* **Given exercise**: Copy the Wayan Palmieri biography word for word.

* **Reading passage**:
======
- Born: Wayan Blue Palmieri January 31, 1977 (age 48) Legian, Bali, Indonesia
- Other names: Wayan Blue
- Occupations: Music video director; Film editor; Photographer;
- Years active: 1999–present

= Wayan Palmieri =

American music video director, film editor and photographer

Wayan Palmieri (born January 31, 1977) is an American music video director, film editor and photographer.

==Career==

===Feature and short films===

As the Stereoscopic Supervisor and CTO of Digital Revolution Studios, Wayan assisted in the creation of the 3D post production workflow with Craig Tanner.
======
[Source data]
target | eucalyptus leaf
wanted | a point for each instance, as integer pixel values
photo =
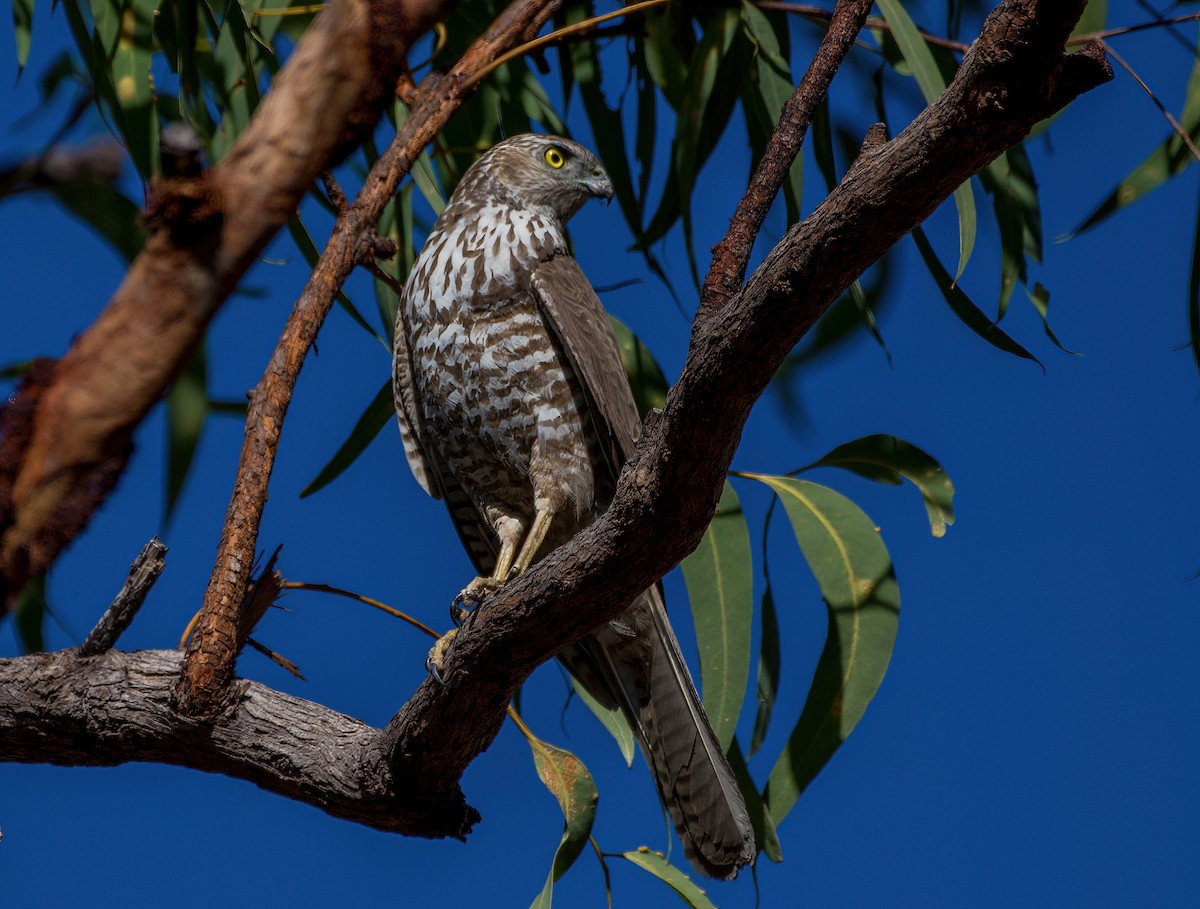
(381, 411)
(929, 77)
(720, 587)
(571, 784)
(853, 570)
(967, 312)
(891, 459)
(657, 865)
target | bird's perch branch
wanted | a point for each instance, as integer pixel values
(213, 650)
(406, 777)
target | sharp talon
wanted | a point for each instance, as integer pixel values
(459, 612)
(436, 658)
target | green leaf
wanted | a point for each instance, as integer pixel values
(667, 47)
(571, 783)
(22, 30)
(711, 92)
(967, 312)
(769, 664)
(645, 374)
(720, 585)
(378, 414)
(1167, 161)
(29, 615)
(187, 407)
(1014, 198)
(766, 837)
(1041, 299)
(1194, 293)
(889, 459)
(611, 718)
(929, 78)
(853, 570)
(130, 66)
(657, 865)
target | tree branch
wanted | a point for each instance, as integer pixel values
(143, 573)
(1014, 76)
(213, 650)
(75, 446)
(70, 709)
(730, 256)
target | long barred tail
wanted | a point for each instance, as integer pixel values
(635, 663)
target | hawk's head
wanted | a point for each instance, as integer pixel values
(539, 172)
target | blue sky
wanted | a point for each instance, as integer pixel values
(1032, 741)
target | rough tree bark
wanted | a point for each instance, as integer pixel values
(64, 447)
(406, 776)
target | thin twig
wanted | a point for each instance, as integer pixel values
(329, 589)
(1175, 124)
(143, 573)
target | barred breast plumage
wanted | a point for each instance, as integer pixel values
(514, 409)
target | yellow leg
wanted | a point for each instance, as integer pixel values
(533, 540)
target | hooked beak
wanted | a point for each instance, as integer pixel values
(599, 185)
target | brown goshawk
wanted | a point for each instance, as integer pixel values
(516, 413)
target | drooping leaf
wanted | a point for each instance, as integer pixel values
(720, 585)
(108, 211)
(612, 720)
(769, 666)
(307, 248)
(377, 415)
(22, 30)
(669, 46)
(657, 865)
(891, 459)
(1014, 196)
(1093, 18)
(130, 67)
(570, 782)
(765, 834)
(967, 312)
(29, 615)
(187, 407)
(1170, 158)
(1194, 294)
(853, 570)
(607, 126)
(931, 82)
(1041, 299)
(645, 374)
======
* **Written response**:
- Born: Wayan Blue Palmieri January 31, 1977 (age 48) Legian, Bali, Indonesia
- Other names: Wayan Blue
- Occupations: Music video director; Film editor; Photographer;
- Years active: 1999–present

= Wayan Palmieri =

American music video director, film editor and photographer

Wayan Palmieri (born January 31, 1977) is an American music video director, film editor and photographer.

==Career==

===Feature and short films===

As the Stereoscopic Supervisor and CTO of Digital Revolution Studios, Wayan assisted in the creation of the 3D post production workflow with Craig Tanner.